What you are asked to do:
Type out every line below exactly as it reads.

(Stored data entries)
>> begin
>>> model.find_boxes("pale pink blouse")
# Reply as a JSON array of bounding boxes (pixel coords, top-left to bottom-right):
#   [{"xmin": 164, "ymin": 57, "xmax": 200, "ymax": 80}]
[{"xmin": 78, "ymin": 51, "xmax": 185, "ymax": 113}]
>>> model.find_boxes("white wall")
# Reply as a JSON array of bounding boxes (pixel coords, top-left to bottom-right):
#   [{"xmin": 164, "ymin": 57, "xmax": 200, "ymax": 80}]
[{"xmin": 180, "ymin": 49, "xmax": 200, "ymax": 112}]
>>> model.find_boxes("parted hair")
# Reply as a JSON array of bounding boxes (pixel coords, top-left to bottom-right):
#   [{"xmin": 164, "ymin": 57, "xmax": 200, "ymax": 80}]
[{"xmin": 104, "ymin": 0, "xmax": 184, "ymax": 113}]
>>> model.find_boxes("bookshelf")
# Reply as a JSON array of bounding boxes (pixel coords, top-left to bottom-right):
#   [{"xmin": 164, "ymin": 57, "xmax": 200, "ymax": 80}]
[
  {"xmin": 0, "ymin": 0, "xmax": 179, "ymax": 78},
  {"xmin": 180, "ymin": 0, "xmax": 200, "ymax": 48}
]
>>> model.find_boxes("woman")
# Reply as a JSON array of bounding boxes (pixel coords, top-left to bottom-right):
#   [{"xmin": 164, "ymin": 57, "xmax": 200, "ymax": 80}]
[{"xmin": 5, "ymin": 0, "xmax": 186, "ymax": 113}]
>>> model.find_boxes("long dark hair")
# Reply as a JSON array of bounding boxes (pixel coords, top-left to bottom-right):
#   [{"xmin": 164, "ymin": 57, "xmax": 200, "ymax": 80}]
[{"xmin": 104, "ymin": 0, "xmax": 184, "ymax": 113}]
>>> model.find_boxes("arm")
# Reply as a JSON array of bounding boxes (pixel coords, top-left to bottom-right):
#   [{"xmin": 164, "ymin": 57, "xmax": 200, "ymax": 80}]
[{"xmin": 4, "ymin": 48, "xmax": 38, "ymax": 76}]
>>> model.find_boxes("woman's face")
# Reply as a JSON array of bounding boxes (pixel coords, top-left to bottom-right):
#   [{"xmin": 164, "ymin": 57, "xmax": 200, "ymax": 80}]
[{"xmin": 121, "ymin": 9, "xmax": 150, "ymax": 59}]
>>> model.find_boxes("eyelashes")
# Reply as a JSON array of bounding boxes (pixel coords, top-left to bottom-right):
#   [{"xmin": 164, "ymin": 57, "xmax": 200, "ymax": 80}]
>> end
Response to this exercise:
>>> model.find_boxes("pale pink blouse")
# Reply as a JSON array of bounding boxes (pixel coords, top-left to bottom-right):
#   [{"xmin": 164, "ymin": 57, "xmax": 200, "ymax": 80}]
[{"xmin": 78, "ymin": 51, "xmax": 185, "ymax": 113}]
>>> model.find_boxes("white wall")
# Reply as a JSON array of bounding boxes (pixel coords, top-left to bottom-right):
#   [{"xmin": 164, "ymin": 57, "xmax": 200, "ymax": 80}]
[{"xmin": 180, "ymin": 49, "xmax": 200, "ymax": 112}]
>>> model.find_boxes("parted hair")
# Reply as a JSON array of bounding boxes (pixel coords, top-left to bottom-right):
#   [{"xmin": 164, "ymin": 57, "xmax": 200, "ymax": 80}]
[{"xmin": 104, "ymin": 0, "xmax": 184, "ymax": 113}]
>>> model.find_boxes("bookshelf")
# Reply as a JSON array of bounding boxes (pixel coords, top-left to bottom-right):
#   [{"xmin": 164, "ymin": 57, "xmax": 200, "ymax": 80}]
[
  {"xmin": 0, "ymin": 0, "xmax": 179, "ymax": 78},
  {"xmin": 180, "ymin": 0, "xmax": 200, "ymax": 48}
]
>>> model.find_boxes("woman")
# Reply as a JSON array of bounding boxes (pixel coords, top-left to bottom-right):
#   [{"xmin": 164, "ymin": 57, "xmax": 200, "ymax": 80}]
[{"xmin": 5, "ymin": 0, "xmax": 186, "ymax": 113}]
>>> model.find_boxes("long dark hair")
# Reply as a JSON array of bounding boxes (pixel coords, top-left to bottom-right):
#   [{"xmin": 164, "ymin": 57, "xmax": 200, "ymax": 80}]
[{"xmin": 104, "ymin": 0, "xmax": 184, "ymax": 113}]
>>> model.find_boxes("arm")
# Reply as a JSON array of bounding boxes (pixel coords, top-left to bottom-right):
#   [{"xmin": 164, "ymin": 57, "xmax": 200, "ymax": 80}]
[{"xmin": 4, "ymin": 48, "xmax": 38, "ymax": 76}]
>>> model.find_boxes("woman's face")
# Reply as a JSON array of bounding boxes (pixel coords, top-left to bottom-right):
#   [{"xmin": 164, "ymin": 57, "xmax": 200, "ymax": 80}]
[{"xmin": 121, "ymin": 9, "xmax": 150, "ymax": 59}]
>>> model.find_boxes("eyelashes")
# Reply as a JSON array of bounding boxes (pixel coords, top-left to bottom-right):
#   [{"xmin": 164, "ymin": 57, "xmax": 200, "ymax": 80}]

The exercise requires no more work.